══ Records provided ══

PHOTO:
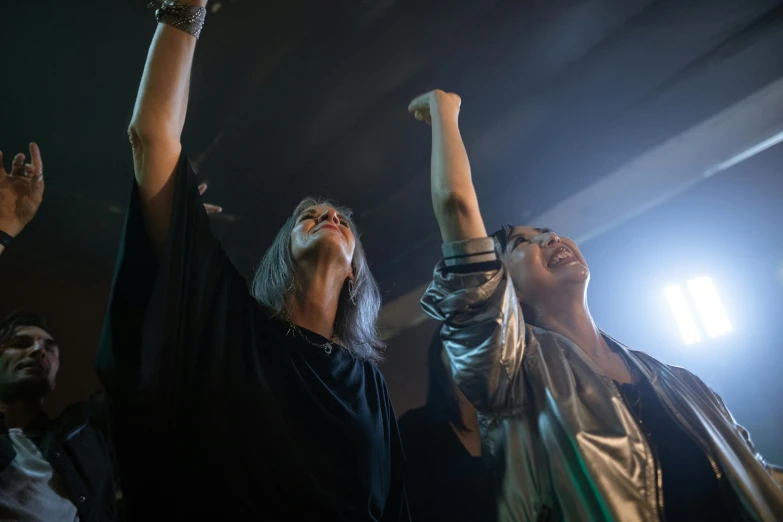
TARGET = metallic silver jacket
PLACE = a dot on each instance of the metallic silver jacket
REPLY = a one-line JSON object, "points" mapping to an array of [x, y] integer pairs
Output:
{"points": [[558, 431]]}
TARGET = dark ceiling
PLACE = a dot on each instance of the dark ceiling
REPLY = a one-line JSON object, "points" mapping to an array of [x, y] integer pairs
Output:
{"points": [[303, 98]]}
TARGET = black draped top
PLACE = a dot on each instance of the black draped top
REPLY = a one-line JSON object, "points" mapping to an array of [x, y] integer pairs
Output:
{"points": [[220, 411], [691, 487]]}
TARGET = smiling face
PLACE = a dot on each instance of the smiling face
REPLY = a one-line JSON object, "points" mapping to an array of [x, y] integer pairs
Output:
{"points": [[544, 266], [322, 232], [29, 361]]}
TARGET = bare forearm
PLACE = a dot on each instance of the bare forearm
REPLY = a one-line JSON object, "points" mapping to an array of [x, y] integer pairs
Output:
{"points": [[453, 195], [157, 123]]}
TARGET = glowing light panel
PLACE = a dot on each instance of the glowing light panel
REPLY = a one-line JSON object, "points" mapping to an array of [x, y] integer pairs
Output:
{"points": [[709, 306], [682, 314]]}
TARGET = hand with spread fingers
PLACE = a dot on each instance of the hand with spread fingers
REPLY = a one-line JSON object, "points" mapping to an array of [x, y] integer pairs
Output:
{"points": [[21, 191], [209, 207]]}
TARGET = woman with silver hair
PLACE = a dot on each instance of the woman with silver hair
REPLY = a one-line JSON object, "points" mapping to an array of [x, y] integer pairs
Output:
{"points": [[579, 426], [231, 404]]}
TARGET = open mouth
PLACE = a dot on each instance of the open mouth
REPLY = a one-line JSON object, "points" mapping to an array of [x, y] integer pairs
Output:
{"points": [[330, 226], [33, 365], [560, 257]]}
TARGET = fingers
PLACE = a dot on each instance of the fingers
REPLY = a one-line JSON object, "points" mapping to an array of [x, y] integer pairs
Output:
{"points": [[212, 209], [35, 157]]}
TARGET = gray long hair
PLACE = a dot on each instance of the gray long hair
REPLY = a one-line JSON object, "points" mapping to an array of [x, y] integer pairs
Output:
{"points": [[356, 324]]}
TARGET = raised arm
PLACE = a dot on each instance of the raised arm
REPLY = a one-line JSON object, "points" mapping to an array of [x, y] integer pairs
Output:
{"points": [[158, 119], [453, 196], [21, 193], [483, 329]]}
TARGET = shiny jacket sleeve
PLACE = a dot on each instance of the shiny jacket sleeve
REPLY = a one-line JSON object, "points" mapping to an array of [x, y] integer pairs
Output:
{"points": [[772, 469], [483, 329], [775, 471]]}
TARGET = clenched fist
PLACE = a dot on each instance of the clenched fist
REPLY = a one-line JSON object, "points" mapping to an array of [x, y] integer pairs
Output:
{"points": [[437, 102]]}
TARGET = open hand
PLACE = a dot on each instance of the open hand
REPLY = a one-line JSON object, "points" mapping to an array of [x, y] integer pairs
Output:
{"points": [[434, 102], [21, 191], [209, 207]]}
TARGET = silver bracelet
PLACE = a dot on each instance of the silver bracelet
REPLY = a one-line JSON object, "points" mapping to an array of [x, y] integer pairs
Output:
{"points": [[185, 17]]}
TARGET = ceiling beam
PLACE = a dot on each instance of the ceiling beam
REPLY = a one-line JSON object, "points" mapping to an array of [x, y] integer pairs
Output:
{"points": [[736, 133]]}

═══

Work to complete:
Copy verbatim the portion of the rows above that opens with the line containing "TARGET = open hand" and closes with the last line of the rows, including both ends.

Right answer:
TARGET = open hand
PLACE = a dot on each instance of the open hand
REPLY = a one-line JSON object, "points" mapping to an array of [x, y] integer pairs
Output:
{"points": [[434, 102], [21, 191], [209, 207]]}
TARGET = silver bracelet
PLACE = a dot on each instance of the silver bracelet
REPLY = a one-line JSON object, "points" mapping to an array of [x, y] integer pairs
Output:
{"points": [[185, 17]]}
TARGET = ceiling beam
PLACE = a dot on each instance of the ceiling beam
REPLY = a one-line JSON object, "points" mapping to an array of [x, y] integer pairs
Output:
{"points": [[736, 133]]}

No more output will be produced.